Amaç 1: Melih Cevdet Anday üzerine yazıdaki "Anday ikinci yazısında" ifadesinden başlayıp "yazarımızı uçlarda duyumsamıştım." ifadesine kadar, bu ifade de dahil olmak üzere, bölümü hiç değiştirmeden geri döndür.

Kaynak metin:
Güncelleme Tarihi:
Yalçın Armağan’ın hazırladığı ‘Suçumuz Edebiyat’ı (Everest Yayınları) büyük tat alarak baştan sona okudum. Şiirlerini, ‘Aylaklar’ ve ‘Gizli Emir’ romanlarını, oyunu ‘Mikado’nun Çöpleri’ni çok sevdiğim Melih Cevdet Anday’ı yeniden tanıdım diyebilirim.
‘Suçumuz Edebiyat’la yetinemeyerek, yine Yalçın Armağan’ın -iyi ki- hazırladığı ‘Dakika Atlamadan’a (söyleşiler) ve ‘Şiir Yazıları’na geri döndüm. 2002’de yitirdiğimiz Melih Cevdet şimdi, bugün düşünceleri, saptamalarıyla bambaşka bir güncellik, gündeşlik kuşanıyor.
1967’de tanımıştım Melih Bey’i, hocam Vedat Günyol’un Çan Yayınları yazıhanesinde. Onun şiiri çevresindeydi ilk yazılarımdan biri. Genç bir yazar adayını kıvandıracak hiçbir şey söylememişti ama büyük bir bilgi eksikliğini de hoş görmüştü.
Sonra araya yıllar girdi. Bu yıllarda hiçbir zaman çok yakın olmadık; hatta bir de ‘aydınlar tartışması’ ortaya çıktı. Şimdilerde hem o tartışmadan -tartışmaya Tahsin Yücel, Ahmet Cemal, Enis Batur da katılmışlardı- hem o günlerden geriye burukluk... Melih Bey’in benimle ilintili yazısını yanıtlarken ‘Gizli Emir’e hayranlığımı belirtmiştim; geleceği görmüş bir roman diyordum.
Anday ikinci yazısında ‘Gizli Emir’ üzerinde durmuyor, bununla birlikte kendisinden genç bir yazara yine hoşgörüyle yaklaşıyordu. Bu kez dikkat ettim: Melih Cevdet Anday, yazarlık yaşamı boyunca tartıştığı yazarlara, kişilere mesafesini, saygısını hep korumuş. Eserler dışında, şairlerin, romancıların kişisel hiçbir yanını öne çıkarmamış. Şunu demek istiyorum: Yıllar boyu belli bir düzeyi ısrarla korumuş.
Öyle sanıyorum ki, tek ölçütü edebiyat, sanat olmuş. Bizde az rastlanılan, binde bir rastlanılan bir tutum.
Bu kez, ‘Suçumuz Edebiyat’ta ‘Klasik Üstüne’ bölümünü okurken -ne yazık ki- bunca yıl sonra, Melih Cevdet’in klasiklerimiz konusunda ne demek istediğini ancak kavrayabildim. Geçmişte, klasiklerimiz var mı-yok mu tartışmalarında usta yazarımızı uçlarda duyumsamıştım.
Zaten Yalçın Armağan’ın bugünün okuruna en önemli ışık tutuşu, konular-sorunlar çevresinde, Melih Bey’in kaleme getirdiklerini bir arada sunmak. Yıllara dayalı yaklaşımı, değerlendirişi toplu olarak okuyabiliyorsunuz.

Amaç 2: Kayıtlardan "office" sözcüğünü içeren bütün satırları seç ve onları olduğu gibi yaz.

[Bölütleme verileri]
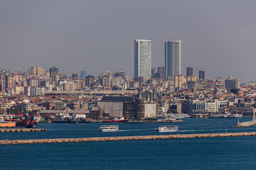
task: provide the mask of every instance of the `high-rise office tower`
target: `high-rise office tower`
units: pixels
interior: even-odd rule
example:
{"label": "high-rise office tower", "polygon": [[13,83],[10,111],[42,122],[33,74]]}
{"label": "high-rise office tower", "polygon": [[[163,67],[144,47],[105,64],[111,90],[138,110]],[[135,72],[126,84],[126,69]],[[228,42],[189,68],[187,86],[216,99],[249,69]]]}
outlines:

Alıştırma yanıtı 1:
Anday ikinci yazısında ‘Gizli Emir’ üzerinde durmuyor, bununla birlikte kendisinden genç bir yazara yine hoşgörüyle yaklaşıyordu. Bu kez dikkat ettim: Melih Cevdet Anday, yazarlık yaşamı boyunca tartıştığı yazarlara, kişilere mesafesini, saygısını hep korumuş. Eserler dışında, şairlerin, romancıların kişisel hiçbir yanını öne çıkarmamış. Şunu demek istiyorum: Yıllar boyu belli bir düzeyi ısrarla korumuş.
Öyle sanıyorum ki, tek ölçütü edebiyat, sanat olmuş. Bizde az rastlanılan, binde bir rastlanılan bir tutum.
Bu kez, ‘Suçumuz Edebiyat’ta ‘Klasik Üstüne’ bölümünü okurken -ne yazık ki- bunca yıl sonra, Melih Cevdet’in klasiklerimiz konusunda ne demek istediğini ancak kavrayabildim. Geçmişte, klasiklerimiz var mı-yok mu tartışmalarında usta yazarımızı uçlarda duyumsamıştım.

Alıştırma yanıtı 2:
task: provide the mask of every instance of the `high-rise office tower`
target: `high-rise office tower`
{"label": "high-rise office tower", "polygon": [[13,83],[10,111],[42,122],[33,74]]}
{"label": "high-rise office tower", "polygon": [[[163,67],[144,47],[105,64],[111,90],[138,110]],[[135,72],[126,84],[126,69]],[[228,42],[189,68],[187,86],[216,99],[249,69]]]}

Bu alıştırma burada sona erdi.